### Extracted information

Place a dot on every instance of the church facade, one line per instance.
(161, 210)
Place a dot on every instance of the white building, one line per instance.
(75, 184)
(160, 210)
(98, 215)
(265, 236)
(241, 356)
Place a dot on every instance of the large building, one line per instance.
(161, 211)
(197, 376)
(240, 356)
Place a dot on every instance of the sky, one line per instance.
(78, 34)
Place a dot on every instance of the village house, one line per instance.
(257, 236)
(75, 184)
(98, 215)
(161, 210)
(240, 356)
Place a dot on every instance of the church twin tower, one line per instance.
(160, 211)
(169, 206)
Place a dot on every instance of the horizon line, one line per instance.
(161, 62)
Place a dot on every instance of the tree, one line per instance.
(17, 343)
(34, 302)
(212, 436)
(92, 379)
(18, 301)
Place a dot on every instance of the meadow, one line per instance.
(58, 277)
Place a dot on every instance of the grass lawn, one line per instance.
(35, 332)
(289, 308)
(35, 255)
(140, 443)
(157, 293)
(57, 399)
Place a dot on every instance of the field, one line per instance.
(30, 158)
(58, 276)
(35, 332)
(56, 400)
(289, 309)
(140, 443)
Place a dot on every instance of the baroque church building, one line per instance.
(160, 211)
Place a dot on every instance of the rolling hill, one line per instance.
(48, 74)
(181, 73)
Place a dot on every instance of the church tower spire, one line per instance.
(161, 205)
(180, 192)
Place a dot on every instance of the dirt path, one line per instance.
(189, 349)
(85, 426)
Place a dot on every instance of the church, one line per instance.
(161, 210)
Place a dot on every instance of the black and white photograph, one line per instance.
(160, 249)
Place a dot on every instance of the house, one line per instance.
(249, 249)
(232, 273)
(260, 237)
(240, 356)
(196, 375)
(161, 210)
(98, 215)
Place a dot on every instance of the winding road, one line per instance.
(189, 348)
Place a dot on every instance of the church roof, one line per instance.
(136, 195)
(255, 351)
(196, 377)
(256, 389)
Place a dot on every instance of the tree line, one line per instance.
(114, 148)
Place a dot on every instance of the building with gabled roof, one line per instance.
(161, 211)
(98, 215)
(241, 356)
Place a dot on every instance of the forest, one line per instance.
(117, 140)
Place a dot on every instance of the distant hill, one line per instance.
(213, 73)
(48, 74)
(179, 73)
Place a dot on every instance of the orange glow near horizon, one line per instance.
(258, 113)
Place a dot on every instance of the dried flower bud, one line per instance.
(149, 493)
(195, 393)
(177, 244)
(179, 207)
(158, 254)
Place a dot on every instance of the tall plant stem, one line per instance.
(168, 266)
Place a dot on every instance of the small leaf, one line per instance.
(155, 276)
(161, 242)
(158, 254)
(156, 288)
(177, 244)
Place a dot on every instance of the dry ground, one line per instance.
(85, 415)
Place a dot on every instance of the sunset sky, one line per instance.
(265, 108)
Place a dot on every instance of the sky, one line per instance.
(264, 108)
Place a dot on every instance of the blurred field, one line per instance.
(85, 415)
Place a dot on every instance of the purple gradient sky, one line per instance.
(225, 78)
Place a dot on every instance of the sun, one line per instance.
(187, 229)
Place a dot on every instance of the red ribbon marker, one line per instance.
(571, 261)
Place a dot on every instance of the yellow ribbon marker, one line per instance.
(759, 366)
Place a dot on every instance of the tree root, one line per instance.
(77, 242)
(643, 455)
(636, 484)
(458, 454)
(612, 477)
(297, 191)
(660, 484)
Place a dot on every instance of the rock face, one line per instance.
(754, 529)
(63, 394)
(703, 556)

######

#### To do:
Rewrite every line from the one containing "Place a dot on every instance of the purple" up to and including the last line, and shift each coordinate in the answers by -46.

#### Output below:
Place a dot on every instance of the purple gradient sky, one line per instance.
(179, 32)
Place a dot on every instance of the sun, one line per instance.
(141, 183)
Place a dot on every instance of the red ribbon marker, one line per instance.
(525, 215)
Place a dot on every instance of the yellow ribbon marker, one line per instance.
(713, 320)
Place a dot on every instance of the tree root, one line per instance.
(31, 196)
(597, 409)
(590, 438)
(412, 408)
(566, 431)
(251, 145)
(614, 438)
Place a dot on every instance of the rock face, one line per instance.
(708, 483)
(17, 348)
(657, 510)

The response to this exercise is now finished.